> **TASK DIRECTIONS**: Write the records below out in full, character for character, with no pictures.

> **RECORDS SHOWN**:
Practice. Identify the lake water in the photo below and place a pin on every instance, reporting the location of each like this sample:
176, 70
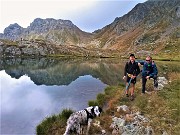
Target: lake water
32, 89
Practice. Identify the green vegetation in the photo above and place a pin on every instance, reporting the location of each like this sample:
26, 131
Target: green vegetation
54, 124
9, 42
161, 107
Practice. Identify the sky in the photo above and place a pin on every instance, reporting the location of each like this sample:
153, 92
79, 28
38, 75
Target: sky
88, 15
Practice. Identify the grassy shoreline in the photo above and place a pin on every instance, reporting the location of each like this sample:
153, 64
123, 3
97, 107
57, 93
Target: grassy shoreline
161, 107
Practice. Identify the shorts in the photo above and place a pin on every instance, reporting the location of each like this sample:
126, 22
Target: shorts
132, 81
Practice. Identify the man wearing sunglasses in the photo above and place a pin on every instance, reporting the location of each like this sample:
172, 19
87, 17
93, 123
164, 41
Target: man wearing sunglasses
149, 71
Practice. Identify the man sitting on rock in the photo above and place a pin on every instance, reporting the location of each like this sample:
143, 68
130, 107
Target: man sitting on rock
149, 71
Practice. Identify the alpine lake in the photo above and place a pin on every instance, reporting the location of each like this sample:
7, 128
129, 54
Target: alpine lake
35, 88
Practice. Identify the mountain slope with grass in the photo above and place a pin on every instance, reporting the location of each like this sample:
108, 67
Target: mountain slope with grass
156, 112
151, 28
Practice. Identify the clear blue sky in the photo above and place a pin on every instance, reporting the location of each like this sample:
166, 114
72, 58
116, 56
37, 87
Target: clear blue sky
88, 15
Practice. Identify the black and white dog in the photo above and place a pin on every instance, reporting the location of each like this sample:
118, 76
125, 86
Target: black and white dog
81, 118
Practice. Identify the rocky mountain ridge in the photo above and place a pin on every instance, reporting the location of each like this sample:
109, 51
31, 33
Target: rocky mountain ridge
55, 31
148, 26
151, 27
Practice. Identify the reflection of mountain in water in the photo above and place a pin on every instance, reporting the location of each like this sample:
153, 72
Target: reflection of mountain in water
50, 71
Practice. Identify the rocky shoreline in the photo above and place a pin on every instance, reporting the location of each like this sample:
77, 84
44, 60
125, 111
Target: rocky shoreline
41, 48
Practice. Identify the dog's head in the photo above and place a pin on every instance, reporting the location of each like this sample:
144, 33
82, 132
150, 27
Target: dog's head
97, 110
94, 111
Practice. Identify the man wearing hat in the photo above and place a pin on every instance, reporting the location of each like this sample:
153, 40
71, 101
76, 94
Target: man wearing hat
131, 71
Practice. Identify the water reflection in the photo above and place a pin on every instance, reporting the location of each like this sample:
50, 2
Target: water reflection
32, 89
63, 71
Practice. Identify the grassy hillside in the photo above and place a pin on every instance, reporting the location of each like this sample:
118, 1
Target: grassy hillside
162, 107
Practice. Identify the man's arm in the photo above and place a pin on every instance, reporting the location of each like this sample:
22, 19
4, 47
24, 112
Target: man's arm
138, 70
155, 71
125, 69
140, 63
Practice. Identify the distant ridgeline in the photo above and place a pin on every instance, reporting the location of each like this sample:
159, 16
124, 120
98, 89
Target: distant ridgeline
150, 27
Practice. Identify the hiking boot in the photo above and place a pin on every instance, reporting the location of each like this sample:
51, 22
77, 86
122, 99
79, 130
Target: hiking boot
155, 88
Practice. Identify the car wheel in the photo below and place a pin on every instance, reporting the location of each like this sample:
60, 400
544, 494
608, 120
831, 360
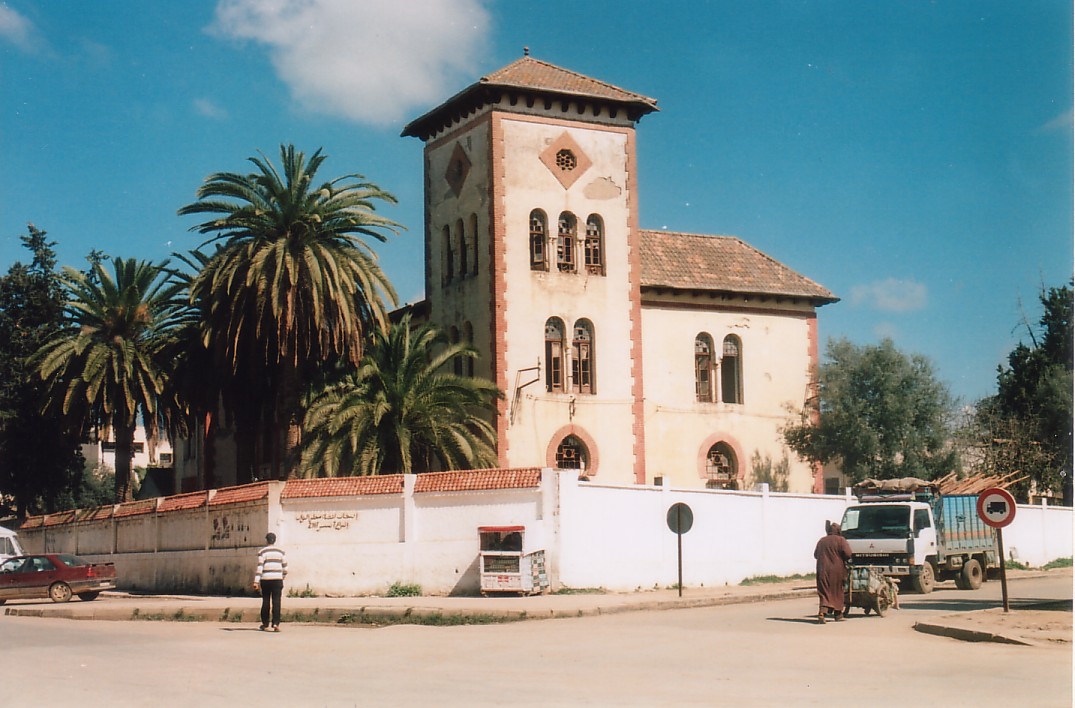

> **RESPONSE TO THIS TASK**:
Practice. Identify the lake water in the photo below and place a pin on every instance, reporting the location of each like this sample:
176, 70
Target: lake water
32, 89
Practice. Identify the green vegetation in the photo above and place a pin on every instance, reporting the location of each like this sample:
26, 131
Target: green vegetation
54, 124
9, 42
161, 107
Practice. Identify the sky in the photo above and place a pin on every instance, reporting the location of each like this sample:
153, 92
79, 28
38, 75
Target: sky
88, 15
Practice. Identify the grassy shoreline in the photo above and place a pin on every instance, reporting the location of each like this sample:
153, 64
123, 3
97, 107
57, 93
Target: grassy shoreline
161, 107
Practice. Identify the shorts in the photo above and place a pin on every instance, reporting the location of each like this sample:
126, 22
Target: shorts
132, 81
Practice. Identify the man wearing sunglasses in the photo above and place a pin on every instance, reporting the location of each like this sample:
172, 19
87, 17
93, 123
164, 41
Target: man wearing sunglasses
149, 71
Practice. Identify the man sitting on rock in the photo above and place a pin on every instance, reporting the location of each like this sample:
143, 68
130, 107
Target: man sitting on rock
149, 71
Practice. Identify the alpine lake in the photo above and place a pin on every instance, reporting the location of each like this sample:
7, 128
129, 54
Target: alpine lake
35, 88
Practice. Identify the mountain slope with grass in the photo above and place a pin on every instance, reporting the location of each like this sample:
108, 67
Target: mountain slope with grass
156, 112
151, 28
Practice. Identify the clear blue sky in the photo above and place a pin on every instance, reporting the location of each like this sample:
166, 114
72, 58
116, 56
37, 87
Target: clear blue sky
88, 15
Practice. Identify the black and white dog in the photo above and place a pin on every instance, reporting the location of each like this sample:
118, 76
125, 86
Target: black and white dog
81, 118
Practice. Identify the rocky mountain ridge in the photo above and place a pin on every instance, reporting the location of each like this sample:
109, 51
31, 33
Target: rocky mountain ridge
55, 31
148, 26
151, 27
Practice. Identify the reflection of mountain in water in the photo above and place a pin on every instance, reporting the location of each like this sample:
153, 72
Target: reflection of mountain in water
50, 71
Practice. Identify the rocky shoreline in the photo above and place a pin on every instance, reporting the location of each like this sample:
77, 84
44, 60
125, 111
Target: rocky shoreline
41, 48
Practice. Identify the dog's head in the photo above and place a pin on every instance, reporting the location of each like this sample:
144, 33
82, 132
150, 27
Target: dog's head
97, 110
94, 111
Practice. Identify the man wearing hat in the photo above and place a pin on every instance, reporting the location of each like this sample:
153, 40
71, 101
76, 94
Target: man wearing hat
131, 71
Practice. Identify the water reflection in the photo above and place a pin on every instance, reporting the location of each like this sample:
50, 2
Target: water reflection
32, 89
63, 71
Practice. Identify the grassy hillside in the photo above and place a pin on every instance, reporting the location of each like this sample:
118, 1
Target: grassy hillside
162, 107
Practice. Identify the man's arm in the photo above and place a pin on every instance, reporting the location of each like this sample:
22, 19
4, 47
24, 112
Target: man's arm
138, 70
155, 71
125, 69
140, 63
Practice. Identify the distant ridgeline in the photo above and place a pin on every instance, reporting the location of each like this sample:
159, 16
124, 120
98, 89
Target: distant ridgeline
150, 27
Practice. Identify the hiking boot in the photo above and place a pin on every instance, reporting the location of each like this sample:
51, 22
77, 86
122, 99
79, 130
Target: hiking boot
155, 88
Practice. Identify the car wheel in the photo below and place a pin on every instance, reporting the location of each like this sample:
60, 400
544, 494
608, 120
831, 360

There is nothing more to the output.